WORK REQUEST:
Repeat the data exactly, please.

BEGIN AVAILABLE DATA

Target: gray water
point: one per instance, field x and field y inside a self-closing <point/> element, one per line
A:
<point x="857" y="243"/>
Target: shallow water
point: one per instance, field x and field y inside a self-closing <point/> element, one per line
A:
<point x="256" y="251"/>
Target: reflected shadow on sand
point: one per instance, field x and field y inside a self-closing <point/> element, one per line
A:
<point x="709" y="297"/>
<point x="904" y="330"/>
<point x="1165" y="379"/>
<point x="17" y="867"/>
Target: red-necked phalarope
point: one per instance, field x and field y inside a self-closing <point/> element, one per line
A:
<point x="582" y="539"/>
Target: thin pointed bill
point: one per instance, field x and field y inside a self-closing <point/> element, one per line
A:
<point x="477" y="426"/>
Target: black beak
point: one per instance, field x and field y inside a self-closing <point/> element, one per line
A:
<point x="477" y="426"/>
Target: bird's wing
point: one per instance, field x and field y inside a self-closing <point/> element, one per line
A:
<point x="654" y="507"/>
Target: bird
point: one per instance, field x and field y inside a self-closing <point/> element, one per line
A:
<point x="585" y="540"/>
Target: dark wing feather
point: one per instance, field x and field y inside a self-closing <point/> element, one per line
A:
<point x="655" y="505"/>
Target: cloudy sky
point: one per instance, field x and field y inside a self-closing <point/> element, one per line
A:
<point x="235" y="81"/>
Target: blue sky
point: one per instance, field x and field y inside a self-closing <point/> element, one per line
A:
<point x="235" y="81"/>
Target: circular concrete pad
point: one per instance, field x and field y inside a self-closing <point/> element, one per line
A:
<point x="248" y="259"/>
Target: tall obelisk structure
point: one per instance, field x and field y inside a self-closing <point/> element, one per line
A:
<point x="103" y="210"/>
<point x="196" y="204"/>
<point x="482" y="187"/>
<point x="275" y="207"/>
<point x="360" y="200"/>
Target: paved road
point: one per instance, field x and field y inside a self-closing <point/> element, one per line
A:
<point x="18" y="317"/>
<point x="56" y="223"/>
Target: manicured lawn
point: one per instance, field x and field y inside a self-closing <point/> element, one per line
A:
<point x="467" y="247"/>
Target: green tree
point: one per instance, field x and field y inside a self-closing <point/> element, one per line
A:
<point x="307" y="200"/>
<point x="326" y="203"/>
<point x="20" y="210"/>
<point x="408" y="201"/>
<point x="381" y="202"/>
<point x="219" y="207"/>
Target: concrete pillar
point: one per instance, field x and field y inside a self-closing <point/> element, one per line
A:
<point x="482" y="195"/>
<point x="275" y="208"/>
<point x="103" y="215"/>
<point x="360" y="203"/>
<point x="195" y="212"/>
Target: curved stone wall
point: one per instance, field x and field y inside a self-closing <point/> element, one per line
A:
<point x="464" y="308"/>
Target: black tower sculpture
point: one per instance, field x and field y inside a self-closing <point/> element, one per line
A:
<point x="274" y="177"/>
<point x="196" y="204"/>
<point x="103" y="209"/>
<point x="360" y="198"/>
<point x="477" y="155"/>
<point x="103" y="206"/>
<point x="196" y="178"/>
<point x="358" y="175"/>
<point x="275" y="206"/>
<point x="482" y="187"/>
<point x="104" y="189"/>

END AVAILABLE DATA

EXERCISE ANSWER:
Target: gray water
point: one per instance, field x and field y inside a self-closing <point/> element, one per line
A:
<point x="857" y="243"/>
Target: shallow water
point: one per instance, field x and field y inside a self-closing <point/> element, one per line
A:
<point x="256" y="251"/>
Target: reflected shadow on sand
point: one per instance, field x and field y inside a self-closing <point/> element, one per line
A:
<point x="709" y="297"/>
<point x="904" y="330"/>
<point x="1165" y="379"/>
<point x="17" y="867"/>
Target: red-necked phalarope
point: one per instance, field x and field y inside a self-closing <point/> element, one per line
A:
<point x="582" y="539"/>
Target: thin pointed bill
point: one per instance, field x and field y inside a self-closing <point/> element, one per line
A:
<point x="477" y="426"/>
Target: black beak
point: one per instance, field x and field y inside a self-closing <point/> element, one per line
A:
<point x="477" y="426"/>
Target: bird's wing
point: one per instance, field x and field y inside a self-closing <point/> element, one per line
A:
<point x="654" y="507"/>
Target: bird
point: one per instance, field x and field y inside a self-closing <point/> element, one per line
A:
<point x="585" y="540"/>
Target: dark wing feather
point: one per instance, field x and field y inside a self-closing <point/> element, one per line
A:
<point x="655" y="505"/>
Target: cloudy sky
point: one per instance, field x and field y inside a self-closing <point/> element, one per line
A:
<point x="235" y="81"/>
Target: blue sky
point: one per instance, field x and field y inside a self-closing <point/> element, one per line
A:
<point x="235" y="81"/>
Target: circular concrete pad
point: one per instance, field x and field y inside a self-closing <point/> element, one per line
A:
<point x="248" y="259"/>
Target: tall obelisk structure
point: one per instance, field x and field y inside a self-closing <point/> element, one per line
A:
<point x="103" y="210"/>
<point x="196" y="204"/>
<point x="482" y="187"/>
<point x="275" y="207"/>
<point x="360" y="200"/>
Target: paved road
point: one per instance, field x and field y inside a self-closing <point/> element, one per line
A:
<point x="18" y="317"/>
<point x="56" y="223"/>
Target: manicured lawn
point: one per instance, field x and field y inside a self-closing <point/> element, one per line
A:
<point x="467" y="247"/>
Target: green tree
point: one per instance, field x and field y inside a self-closing <point/> element, one per line
A:
<point x="307" y="200"/>
<point x="326" y="203"/>
<point x="20" y="210"/>
<point x="408" y="201"/>
<point x="381" y="202"/>
<point x="219" y="207"/>
Target: concrete pillar
point: one per instance, field x and field y inside a self-closing <point/> element, one per line
A:
<point x="482" y="195"/>
<point x="275" y="208"/>
<point x="103" y="215"/>
<point x="360" y="203"/>
<point x="195" y="212"/>
Target: curved stone wall
point: one per instance, field x and field y inside a self-closing <point/> element, one per line
A:
<point x="464" y="308"/>
Target: black tower sculpture
point: one per instance, field x and field y inside a self-closing <point/> element, one per line
A:
<point x="274" y="177"/>
<point x="196" y="204"/>
<point x="103" y="209"/>
<point x="360" y="198"/>
<point x="477" y="155"/>
<point x="103" y="206"/>
<point x="196" y="178"/>
<point x="358" y="175"/>
<point x="275" y="206"/>
<point x="482" y="187"/>
<point x="104" y="189"/>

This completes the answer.